[START Data shown]

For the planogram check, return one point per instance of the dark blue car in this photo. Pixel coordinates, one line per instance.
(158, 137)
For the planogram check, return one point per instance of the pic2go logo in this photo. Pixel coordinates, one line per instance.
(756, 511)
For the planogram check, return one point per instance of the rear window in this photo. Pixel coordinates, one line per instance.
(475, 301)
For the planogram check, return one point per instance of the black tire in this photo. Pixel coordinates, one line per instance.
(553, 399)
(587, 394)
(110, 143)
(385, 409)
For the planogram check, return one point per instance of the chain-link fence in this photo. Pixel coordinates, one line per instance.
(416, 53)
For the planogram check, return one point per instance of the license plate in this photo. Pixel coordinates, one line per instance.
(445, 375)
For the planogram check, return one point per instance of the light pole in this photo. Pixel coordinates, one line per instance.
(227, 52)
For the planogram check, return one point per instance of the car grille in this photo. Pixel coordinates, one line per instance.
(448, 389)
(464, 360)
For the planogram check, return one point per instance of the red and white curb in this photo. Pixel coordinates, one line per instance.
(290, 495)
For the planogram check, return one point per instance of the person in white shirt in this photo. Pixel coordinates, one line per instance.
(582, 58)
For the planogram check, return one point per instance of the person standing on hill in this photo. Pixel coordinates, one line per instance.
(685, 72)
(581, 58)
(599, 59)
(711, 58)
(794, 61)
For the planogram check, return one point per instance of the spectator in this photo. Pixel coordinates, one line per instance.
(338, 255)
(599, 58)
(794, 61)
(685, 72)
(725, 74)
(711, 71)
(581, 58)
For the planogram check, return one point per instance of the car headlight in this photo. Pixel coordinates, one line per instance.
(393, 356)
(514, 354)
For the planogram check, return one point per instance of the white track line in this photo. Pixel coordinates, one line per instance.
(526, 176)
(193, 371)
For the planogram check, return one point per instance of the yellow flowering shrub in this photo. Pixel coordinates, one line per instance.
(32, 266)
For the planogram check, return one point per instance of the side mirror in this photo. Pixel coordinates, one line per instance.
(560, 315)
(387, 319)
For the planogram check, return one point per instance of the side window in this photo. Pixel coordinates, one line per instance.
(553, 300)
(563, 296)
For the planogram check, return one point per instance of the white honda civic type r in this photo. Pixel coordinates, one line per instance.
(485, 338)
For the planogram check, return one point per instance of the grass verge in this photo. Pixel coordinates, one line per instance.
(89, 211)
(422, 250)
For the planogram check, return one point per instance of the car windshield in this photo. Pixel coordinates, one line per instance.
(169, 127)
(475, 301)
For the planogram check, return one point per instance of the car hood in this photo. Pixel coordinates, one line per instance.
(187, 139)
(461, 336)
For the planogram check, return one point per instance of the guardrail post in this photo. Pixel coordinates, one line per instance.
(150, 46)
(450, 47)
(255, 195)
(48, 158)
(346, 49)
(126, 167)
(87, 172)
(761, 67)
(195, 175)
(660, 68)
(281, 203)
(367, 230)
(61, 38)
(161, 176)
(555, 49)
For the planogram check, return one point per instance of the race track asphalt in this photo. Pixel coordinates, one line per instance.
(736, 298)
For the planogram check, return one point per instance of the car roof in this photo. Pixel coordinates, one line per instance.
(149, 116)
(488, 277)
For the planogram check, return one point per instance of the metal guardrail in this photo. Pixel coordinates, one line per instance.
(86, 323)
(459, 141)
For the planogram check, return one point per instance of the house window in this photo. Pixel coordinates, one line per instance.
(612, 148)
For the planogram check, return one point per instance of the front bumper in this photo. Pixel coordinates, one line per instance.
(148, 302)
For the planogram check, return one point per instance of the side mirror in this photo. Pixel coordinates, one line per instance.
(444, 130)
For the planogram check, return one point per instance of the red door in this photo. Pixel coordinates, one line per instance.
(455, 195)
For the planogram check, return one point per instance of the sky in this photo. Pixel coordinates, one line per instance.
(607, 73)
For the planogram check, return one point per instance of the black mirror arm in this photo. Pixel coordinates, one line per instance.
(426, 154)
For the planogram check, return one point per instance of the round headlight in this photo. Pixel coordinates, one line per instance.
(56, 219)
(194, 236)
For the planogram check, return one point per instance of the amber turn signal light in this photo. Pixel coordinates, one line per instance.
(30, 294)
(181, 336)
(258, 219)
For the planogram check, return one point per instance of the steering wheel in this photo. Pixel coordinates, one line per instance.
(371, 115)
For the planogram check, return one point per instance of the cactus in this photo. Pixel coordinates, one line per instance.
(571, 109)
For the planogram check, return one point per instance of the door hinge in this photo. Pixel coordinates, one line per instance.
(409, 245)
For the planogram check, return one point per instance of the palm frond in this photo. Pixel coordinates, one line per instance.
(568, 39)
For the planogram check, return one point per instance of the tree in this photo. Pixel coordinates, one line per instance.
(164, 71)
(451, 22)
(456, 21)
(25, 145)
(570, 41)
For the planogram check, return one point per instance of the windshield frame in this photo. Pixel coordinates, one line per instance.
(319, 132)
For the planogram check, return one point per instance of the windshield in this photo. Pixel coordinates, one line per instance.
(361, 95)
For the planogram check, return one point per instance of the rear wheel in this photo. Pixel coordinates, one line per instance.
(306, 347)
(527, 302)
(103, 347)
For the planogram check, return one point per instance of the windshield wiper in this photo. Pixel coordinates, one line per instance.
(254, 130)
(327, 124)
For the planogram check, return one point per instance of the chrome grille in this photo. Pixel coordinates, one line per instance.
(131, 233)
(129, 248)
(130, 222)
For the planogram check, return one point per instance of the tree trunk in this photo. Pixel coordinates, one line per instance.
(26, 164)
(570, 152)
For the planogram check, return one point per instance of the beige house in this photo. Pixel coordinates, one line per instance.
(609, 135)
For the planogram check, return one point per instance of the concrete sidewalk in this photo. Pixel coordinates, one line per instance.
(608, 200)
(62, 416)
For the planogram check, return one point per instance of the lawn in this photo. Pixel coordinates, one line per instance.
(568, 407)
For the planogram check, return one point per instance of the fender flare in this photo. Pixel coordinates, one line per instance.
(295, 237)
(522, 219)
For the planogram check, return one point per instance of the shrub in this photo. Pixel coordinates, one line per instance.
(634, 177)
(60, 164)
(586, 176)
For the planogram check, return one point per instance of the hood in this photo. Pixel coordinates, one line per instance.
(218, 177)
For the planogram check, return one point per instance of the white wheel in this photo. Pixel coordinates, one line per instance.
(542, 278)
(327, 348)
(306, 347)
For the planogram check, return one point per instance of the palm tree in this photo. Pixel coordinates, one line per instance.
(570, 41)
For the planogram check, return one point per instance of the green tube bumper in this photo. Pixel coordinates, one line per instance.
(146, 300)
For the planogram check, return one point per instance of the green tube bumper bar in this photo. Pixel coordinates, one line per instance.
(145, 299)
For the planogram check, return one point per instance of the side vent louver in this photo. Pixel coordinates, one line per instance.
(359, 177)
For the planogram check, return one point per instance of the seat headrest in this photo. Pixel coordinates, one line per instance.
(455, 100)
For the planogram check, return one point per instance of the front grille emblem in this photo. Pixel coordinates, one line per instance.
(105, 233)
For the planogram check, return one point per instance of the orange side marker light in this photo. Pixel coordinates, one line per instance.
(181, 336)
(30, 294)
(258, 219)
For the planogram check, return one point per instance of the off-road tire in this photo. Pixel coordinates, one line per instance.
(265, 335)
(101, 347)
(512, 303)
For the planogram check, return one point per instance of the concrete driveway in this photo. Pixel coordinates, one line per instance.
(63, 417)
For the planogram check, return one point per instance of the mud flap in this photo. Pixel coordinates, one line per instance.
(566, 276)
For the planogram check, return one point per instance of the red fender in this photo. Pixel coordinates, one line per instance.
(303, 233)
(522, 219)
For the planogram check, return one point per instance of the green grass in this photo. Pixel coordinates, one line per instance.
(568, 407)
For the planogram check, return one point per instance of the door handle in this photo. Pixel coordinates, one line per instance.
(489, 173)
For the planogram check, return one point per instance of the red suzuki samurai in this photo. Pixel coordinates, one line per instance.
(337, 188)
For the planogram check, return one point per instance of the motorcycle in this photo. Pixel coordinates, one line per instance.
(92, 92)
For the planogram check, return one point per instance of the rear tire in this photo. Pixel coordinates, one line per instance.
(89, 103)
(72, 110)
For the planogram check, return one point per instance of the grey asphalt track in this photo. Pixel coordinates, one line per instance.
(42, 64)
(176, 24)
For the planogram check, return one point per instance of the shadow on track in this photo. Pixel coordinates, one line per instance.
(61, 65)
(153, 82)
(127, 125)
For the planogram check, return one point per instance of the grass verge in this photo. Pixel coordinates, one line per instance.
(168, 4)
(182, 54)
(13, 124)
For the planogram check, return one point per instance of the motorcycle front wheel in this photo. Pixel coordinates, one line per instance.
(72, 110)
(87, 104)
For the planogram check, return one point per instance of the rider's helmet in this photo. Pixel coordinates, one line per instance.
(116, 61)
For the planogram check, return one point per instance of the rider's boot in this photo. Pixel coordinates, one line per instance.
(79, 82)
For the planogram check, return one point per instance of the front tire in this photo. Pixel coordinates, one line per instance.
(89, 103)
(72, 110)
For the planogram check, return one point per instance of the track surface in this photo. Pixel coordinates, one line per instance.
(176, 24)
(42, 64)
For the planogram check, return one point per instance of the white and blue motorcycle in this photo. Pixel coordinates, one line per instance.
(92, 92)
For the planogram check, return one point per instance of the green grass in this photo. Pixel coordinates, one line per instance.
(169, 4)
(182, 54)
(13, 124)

[END Data shown]

*What the exercise asks*
Reproduce word for word the lines of the listing from the one containing "the rider's boot" through the end of the listing, both ends included.

*Answer to this problem*
For the planogram check, return one point per instance of the rider's boot in this photo. Pixel coordinates, one line per instance.
(79, 82)
For the planogram check, return one point per instance of the front tire in this photo. Pixel coordinates, one line per instance.
(89, 103)
(72, 110)
For the planogram check, return one point per instance of the track surface in this photo. Pixel coordinates, one line per instance.
(176, 24)
(42, 64)
For the planogram check, return one point per instance of the white and blue motorcycle in this photo. Pixel coordinates, one line per instance.
(92, 92)
For the planogram check, return one point per instance of the green grass in this photo. Pixel coordinates, one line per instance.
(169, 4)
(182, 54)
(13, 124)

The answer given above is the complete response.